SELECTED PASSAGE:

Here in Johnson, a Federal Employee was prosecuted for not having a driver's permit, and the Supreme Court annulled the application of that State statute to this Federal Employee. Yes, working for the King does have some peripheral benefits. And as for State statutes not controlling the conduct of the United States Marshal, boy I can just hear some sophomoric Tax Protester, having won perhaps the Governorship of a state, announcing to the world that Residents of that State won't need to concern themselves with the IRS anymore; boy does the King have a few surprises up his sleeve for that clown.

Just how does a person prove Failure of Consideration when he was caught accepting a benefit by driving down a state highway? The Right to Travel Cases really don't support the position of you Protesters very well; however, there is some merit in your harmless expression of political dissent, even if the dissent is technically improper (addressing the argument specifically). There is simply no statement anywhere in the Right to Travel Cases that bluntly restrains the States:

"No state shall require licensing as a condition of use of public thoroughfares."

And since our Founding Fathers never restrained the States in this area, then snickering at judges today who are writing on a record that does not restrain expectations of reciprocity is improvident: That somewhat tranquil era of horse and buggies no longer dominates the highways, where in its place today lies the high-powered automotive technology making its appearance; and also gone from the scene is our Father's old Common Law on basic Property Rights [the right to clean air uncontaminated by automotive exhaust], which has also taken the back seat.

Federal Judge David Bazelon once write a piece touching on an aspect of Technology and of its effect on our Law [Coping with Technology Through the Legal Process, 62 Cornell Law Review 817 (1977)]; despite Judge Bazelon's elevated sensitivity to the big environmental picture with the long-term declension seminally originating with Technology, he misses the boat in not defining solutions along re-establishing clean Property Rights lines that our Fathers once possessed.


[...]


But... remember that the question of damages or no damages is a Tort Law factual setting question and it not relevant when you are out on those state highways: Because a contract is in effect whenever you use those highways, by your acceptance of benefits offered for your use conditionally. When you operate a motor vehicle over those state highways, you have accepted special benefits created and offered by the state, and so when accepting juristic benefits, in the context of reciprocity being expected back in return, then there lies a contract -- quietly, invisible, automatic, and rather strong. The relational non-Commercial, non-Resident, and non-Citizen status of the operator off of the highway is irrelevant in attaching contract liability by accepting the use of the benefit of Government highways. A specific, on-point adjudication on this Driver's License Question is going to involve this question:

Whether the States have the standing jurisdiction required to force, under penal statutes, a regulatory jurisdiction such a contract creates, when tension is in effect between the existence of that contract, and the substantive Right to Travel interests discussed in appellate rulings.

REQUESTS:
(1) Copy the right-to-travel passage word for word, everything from "Federal Judge David" down to "Fathers once possessed.".
(2) Which article by Federal Judge David Bazelon does the right-to-travel passage cite?
(3) Summarize the right-to-travel passage in two sentences.

Photo labels with bounding boxes
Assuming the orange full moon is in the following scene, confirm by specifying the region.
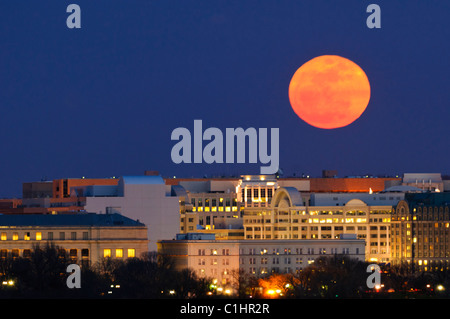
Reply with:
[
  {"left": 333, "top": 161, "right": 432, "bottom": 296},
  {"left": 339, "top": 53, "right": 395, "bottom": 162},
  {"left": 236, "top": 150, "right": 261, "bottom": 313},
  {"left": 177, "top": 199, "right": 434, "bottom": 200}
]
[{"left": 289, "top": 55, "right": 370, "bottom": 129}]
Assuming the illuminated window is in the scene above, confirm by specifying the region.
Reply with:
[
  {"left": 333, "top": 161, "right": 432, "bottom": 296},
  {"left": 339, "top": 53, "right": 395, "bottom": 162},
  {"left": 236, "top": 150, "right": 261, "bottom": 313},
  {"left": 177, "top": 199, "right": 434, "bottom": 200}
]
[{"left": 103, "top": 249, "right": 111, "bottom": 258}]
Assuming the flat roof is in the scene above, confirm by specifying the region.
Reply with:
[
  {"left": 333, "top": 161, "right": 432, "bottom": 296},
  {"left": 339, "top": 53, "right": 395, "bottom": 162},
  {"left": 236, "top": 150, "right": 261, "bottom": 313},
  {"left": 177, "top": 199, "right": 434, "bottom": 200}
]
[{"left": 0, "top": 213, "right": 145, "bottom": 227}]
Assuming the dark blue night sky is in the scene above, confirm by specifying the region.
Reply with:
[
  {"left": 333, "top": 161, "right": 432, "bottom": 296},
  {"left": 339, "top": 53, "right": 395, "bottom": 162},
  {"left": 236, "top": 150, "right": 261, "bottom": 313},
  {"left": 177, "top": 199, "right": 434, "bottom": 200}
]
[{"left": 0, "top": 0, "right": 450, "bottom": 197}]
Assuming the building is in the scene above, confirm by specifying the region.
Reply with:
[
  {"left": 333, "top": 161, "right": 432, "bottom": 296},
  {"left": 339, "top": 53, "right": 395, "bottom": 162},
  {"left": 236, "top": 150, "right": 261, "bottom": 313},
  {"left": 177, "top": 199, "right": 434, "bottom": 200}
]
[
  {"left": 82, "top": 175, "right": 183, "bottom": 251},
  {"left": 243, "top": 187, "right": 392, "bottom": 263},
  {"left": 0, "top": 213, "right": 148, "bottom": 264},
  {"left": 391, "top": 192, "right": 450, "bottom": 271},
  {"left": 158, "top": 234, "right": 365, "bottom": 289}
]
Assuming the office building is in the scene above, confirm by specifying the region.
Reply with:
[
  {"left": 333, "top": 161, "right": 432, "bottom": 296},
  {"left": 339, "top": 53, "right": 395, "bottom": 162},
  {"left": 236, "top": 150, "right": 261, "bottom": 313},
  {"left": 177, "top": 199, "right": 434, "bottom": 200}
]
[
  {"left": 158, "top": 234, "right": 365, "bottom": 289},
  {"left": 243, "top": 187, "right": 392, "bottom": 263},
  {"left": 0, "top": 213, "right": 148, "bottom": 264},
  {"left": 391, "top": 192, "right": 450, "bottom": 271}
]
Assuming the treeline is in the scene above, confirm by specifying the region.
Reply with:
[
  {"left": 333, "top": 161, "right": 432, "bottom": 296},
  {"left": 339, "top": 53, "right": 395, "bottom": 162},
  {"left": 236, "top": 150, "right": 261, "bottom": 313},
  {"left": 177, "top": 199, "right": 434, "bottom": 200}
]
[
  {"left": 0, "top": 245, "right": 210, "bottom": 299},
  {"left": 236, "top": 255, "right": 450, "bottom": 299},
  {"left": 0, "top": 245, "right": 450, "bottom": 299}
]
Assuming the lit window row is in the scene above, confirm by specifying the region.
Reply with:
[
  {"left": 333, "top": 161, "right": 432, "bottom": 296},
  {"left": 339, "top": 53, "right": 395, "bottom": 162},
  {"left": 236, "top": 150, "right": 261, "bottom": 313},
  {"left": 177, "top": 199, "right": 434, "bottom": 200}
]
[
  {"left": 0, "top": 232, "right": 89, "bottom": 241},
  {"left": 103, "top": 248, "right": 136, "bottom": 258}
]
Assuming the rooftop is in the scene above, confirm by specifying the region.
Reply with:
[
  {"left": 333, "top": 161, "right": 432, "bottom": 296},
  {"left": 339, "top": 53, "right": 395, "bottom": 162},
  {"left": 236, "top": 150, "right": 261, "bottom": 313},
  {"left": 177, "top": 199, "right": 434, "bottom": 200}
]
[{"left": 0, "top": 213, "right": 144, "bottom": 227}]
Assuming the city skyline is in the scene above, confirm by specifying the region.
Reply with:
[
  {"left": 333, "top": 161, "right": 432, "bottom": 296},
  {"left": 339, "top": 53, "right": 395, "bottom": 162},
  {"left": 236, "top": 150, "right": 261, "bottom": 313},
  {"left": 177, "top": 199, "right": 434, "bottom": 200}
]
[{"left": 0, "top": 0, "right": 450, "bottom": 197}]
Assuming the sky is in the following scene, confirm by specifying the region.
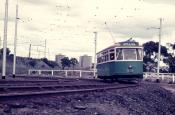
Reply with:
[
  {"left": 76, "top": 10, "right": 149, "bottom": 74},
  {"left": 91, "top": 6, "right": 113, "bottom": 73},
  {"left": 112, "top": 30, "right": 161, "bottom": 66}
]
[{"left": 0, "top": 0, "right": 175, "bottom": 60}]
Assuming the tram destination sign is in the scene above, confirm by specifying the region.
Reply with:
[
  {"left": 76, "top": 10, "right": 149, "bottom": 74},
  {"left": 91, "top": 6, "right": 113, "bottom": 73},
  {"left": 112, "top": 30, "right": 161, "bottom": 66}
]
[{"left": 120, "top": 42, "right": 139, "bottom": 46}]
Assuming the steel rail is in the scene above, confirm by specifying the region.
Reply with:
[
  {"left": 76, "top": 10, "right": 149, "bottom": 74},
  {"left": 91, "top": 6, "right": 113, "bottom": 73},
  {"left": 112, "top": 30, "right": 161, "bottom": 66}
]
[
  {"left": 0, "top": 84, "right": 110, "bottom": 90},
  {"left": 0, "top": 84, "right": 139, "bottom": 99}
]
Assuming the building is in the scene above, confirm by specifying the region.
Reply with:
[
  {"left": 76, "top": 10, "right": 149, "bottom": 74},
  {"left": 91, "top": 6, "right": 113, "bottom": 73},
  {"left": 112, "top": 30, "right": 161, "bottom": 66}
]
[
  {"left": 55, "top": 54, "right": 65, "bottom": 66},
  {"left": 79, "top": 55, "right": 92, "bottom": 68}
]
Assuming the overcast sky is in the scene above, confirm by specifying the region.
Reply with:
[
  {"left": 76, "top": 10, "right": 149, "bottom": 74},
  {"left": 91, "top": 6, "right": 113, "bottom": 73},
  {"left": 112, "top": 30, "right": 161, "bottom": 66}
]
[{"left": 0, "top": 0, "right": 175, "bottom": 59}]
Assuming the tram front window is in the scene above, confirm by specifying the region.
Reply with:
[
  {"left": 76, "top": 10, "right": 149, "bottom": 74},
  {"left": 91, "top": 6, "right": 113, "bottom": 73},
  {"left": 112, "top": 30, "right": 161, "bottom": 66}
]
[
  {"left": 137, "top": 49, "right": 143, "bottom": 60},
  {"left": 123, "top": 48, "right": 137, "bottom": 60}
]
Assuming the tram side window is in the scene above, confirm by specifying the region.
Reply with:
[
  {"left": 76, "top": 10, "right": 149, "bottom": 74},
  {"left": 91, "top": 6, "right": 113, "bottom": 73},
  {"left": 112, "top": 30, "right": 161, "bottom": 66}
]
[
  {"left": 117, "top": 49, "right": 123, "bottom": 60},
  {"left": 110, "top": 53, "right": 115, "bottom": 60},
  {"left": 116, "top": 49, "right": 120, "bottom": 58},
  {"left": 137, "top": 49, "right": 142, "bottom": 60},
  {"left": 106, "top": 54, "right": 109, "bottom": 61}
]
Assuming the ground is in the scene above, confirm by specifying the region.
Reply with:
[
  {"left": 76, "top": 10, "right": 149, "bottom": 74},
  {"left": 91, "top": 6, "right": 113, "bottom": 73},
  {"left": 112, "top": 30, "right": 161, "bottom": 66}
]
[{"left": 0, "top": 84, "right": 175, "bottom": 115}]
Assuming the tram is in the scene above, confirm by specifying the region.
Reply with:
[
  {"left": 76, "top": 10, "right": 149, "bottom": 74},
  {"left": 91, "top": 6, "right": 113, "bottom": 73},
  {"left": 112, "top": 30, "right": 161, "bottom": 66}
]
[{"left": 97, "top": 39, "right": 143, "bottom": 81}]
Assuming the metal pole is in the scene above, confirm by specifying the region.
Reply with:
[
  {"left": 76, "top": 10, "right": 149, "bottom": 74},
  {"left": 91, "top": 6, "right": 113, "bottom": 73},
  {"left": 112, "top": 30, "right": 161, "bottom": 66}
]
[
  {"left": 2, "top": 0, "right": 8, "bottom": 79},
  {"left": 0, "top": 37, "right": 2, "bottom": 48},
  {"left": 13, "top": 4, "right": 18, "bottom": 78},
  {"left": 44, "top": 39, "right": 47, "bottom": 58},
  {"left": 29, "top": 44, "right": 31, "bottom": 58},
  {"left": 94, "top": 32, "right": 97, "bottom": 77},
  {"left": 157, "top": 18, "right": 162, "bottom": 81}
]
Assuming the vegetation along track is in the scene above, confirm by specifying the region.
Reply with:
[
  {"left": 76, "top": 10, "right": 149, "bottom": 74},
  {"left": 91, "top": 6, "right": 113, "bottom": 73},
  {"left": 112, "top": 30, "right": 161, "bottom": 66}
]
[{"left": 0, "top": 84, "right": 139, "bottom": 99}]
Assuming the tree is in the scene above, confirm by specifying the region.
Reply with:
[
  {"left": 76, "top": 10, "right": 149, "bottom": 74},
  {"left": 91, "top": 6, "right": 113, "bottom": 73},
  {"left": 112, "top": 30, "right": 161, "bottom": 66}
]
[
  {"left": 29, "top": 60, "right": 37, "bottom": 67},
  {"left": 70, "top": 58, "right": 78, "bottom": 70},
  {"left": 0, "top": 48, "right": 11, "bottom": 56},
  {"left": 41, "top": 58, "right": 58, "bottom": 68},
  {"left": 61, "top": 57, "right": 71, "bottom": 70}
]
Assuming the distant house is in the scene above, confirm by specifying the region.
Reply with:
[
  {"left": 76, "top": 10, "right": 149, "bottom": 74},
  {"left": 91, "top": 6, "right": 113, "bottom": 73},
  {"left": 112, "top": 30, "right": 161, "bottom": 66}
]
[
  {"left": 79, "top": 55, "right": 92, "bottom": 69},
  {"left": 55, "top": 54, "right": 65, "bottom": 66}
]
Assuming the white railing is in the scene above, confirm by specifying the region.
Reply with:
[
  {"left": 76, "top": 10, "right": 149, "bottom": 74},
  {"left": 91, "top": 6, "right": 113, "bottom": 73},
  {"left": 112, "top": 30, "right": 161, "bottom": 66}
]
[
  {"left": 28, "top": 69, "right": 94, "bottom": 78},
  {"left": 143, "top": 72, "right": 175, "bottom": 83},
  {"left": 28, "top": 69, "right": 175, "bottom": 83}
]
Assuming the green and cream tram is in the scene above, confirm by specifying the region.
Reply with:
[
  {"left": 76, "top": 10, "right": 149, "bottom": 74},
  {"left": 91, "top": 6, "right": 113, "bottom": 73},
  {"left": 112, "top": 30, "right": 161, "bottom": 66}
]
[{"left": 97, "top": 40, "right": 143, "bottom": 80}]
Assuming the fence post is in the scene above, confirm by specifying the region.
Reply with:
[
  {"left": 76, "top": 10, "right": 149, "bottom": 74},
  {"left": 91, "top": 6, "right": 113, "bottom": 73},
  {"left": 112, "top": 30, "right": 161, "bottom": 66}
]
[
  {"left": 162, "top": 74, "right": 164, "bottom": 81},
  {"left": 145, "top": 73, "right": 148, "bottom": 79},
  {"left": 65, "top": 70, "right": 67, "bottom": 77},
  {"left": 173, "top": 74, "right": 175, "bottom": 83},
  {"left": 80, "top": 70, "right": 82, "bottom": 78},
  {"left": 52, "top": 70, "right": 53, "bottom": 76},
  {"left": 28, "top": 69, "right": 30, "bottom": 75},
  {"left": 38, "top": 70, "right": 41, "bottom": 75}
]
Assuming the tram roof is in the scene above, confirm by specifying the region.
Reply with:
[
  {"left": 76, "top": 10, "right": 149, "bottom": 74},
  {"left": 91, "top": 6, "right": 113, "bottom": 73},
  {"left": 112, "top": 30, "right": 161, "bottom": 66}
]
[{"left": 98, "top": 41, "right": 142, "bottom": 53}]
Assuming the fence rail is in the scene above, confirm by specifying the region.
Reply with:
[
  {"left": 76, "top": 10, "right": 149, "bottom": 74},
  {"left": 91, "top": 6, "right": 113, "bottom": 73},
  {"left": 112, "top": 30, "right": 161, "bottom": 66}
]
[
  {"left": 28, "top": 70, "right": 96, "bottom": 78},
  {"left": 28, "top": 69, "right": 175, "bottom": 83},
  {"left": 143, "top": 72, "right": 175, "bottom": 83}
]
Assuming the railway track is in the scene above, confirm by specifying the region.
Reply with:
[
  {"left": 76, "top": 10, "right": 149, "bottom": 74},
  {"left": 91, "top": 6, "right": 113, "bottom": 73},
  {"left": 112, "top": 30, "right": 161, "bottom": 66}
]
[{"left": 0, "top": 84, "right": 139, "bottom": 99}]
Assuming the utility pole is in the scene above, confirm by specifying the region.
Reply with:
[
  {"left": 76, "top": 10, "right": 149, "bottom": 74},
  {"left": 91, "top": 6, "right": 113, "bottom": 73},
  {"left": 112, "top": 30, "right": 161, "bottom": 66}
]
[
  {"left": 13, "top": 4, "right": 19, "bottom": 78},
  {"left": 157, "top": 18, "right": 162, "bottom": 82},
  {"left": 2, "top": 0, "right": 8, "bottom": 79},
  {"left": 94, "top": 32, "right": 97, "bottom": 78},
  {"left": 44, "top": 39, "right": 47, "bottom": 58},
  {"left": 29, "top": 44, "right": 31, "bottom": 58},
  {"left": 0, "top": 36, "right": 2, "bottom": 48},
  {"left": 147, "top": 18, "right": 162, "bottom": 82}
]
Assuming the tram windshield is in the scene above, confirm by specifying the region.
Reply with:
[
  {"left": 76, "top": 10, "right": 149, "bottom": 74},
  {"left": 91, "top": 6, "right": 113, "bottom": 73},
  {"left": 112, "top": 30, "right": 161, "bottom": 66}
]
[
  {"left": 123, "top": 48, "right": 137, "bottom": 60},
  {"left": 116, "top": 48, "right": 142, "bottom": 60}
]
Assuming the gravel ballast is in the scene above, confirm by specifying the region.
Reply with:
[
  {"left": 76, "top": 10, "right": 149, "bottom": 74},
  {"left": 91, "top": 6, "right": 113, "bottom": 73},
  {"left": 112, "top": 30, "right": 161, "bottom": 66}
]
[{"left": 0, "top": 84, "right": 175, "bottom": 115}]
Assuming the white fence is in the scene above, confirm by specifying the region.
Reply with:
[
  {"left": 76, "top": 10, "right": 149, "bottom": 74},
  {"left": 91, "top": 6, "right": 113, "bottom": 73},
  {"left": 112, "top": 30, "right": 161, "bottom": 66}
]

ANSWERS BY TASK:
(1)
Federal Judge David Bazelon once write a piece touching on an aspect of Technology and of its effect on our Law [Coping with Technology Through the Legal Process, 62 Cornell Law Review 817 (1977)]; despite Judge Bazelon's elevated sensitivity to the big environmental picture with the long-term declension seminally originating with Technology, he misses the boat in not defining solutions along re-establishing clean Property Rights lines that our Fathers once possessed.

(2) "Coping with Technology Through the Legal Process," 62 Cornell Law Review 817 (1977).

(3) The Right to Travel Cases do not support the protesters well, since nothing in them bluntly bars the States from requiring licensing to use public thoroughfares, and driving a motor vehicle on state highways means accepting state-offered benefits, which creates a contract regardless of the operator's status off the highway. A ruling on the driver's license question will turn on whether the States have jurisdiction to enforce that contract under penal statutes when it conflicts with Right to Travel interests discussed in appellate rulings.